> [Problem statement] Every entry below should be printed exactly.
---------- Excerpted records ----------
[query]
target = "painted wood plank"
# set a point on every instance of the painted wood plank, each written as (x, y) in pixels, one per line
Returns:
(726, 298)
----------
> [Answer space]
[query]
target = "painted wood plank"
# set a point on every instance of the painted wood plank, each written as (x, y) in pixels, one per line
Returns:
(726, 298)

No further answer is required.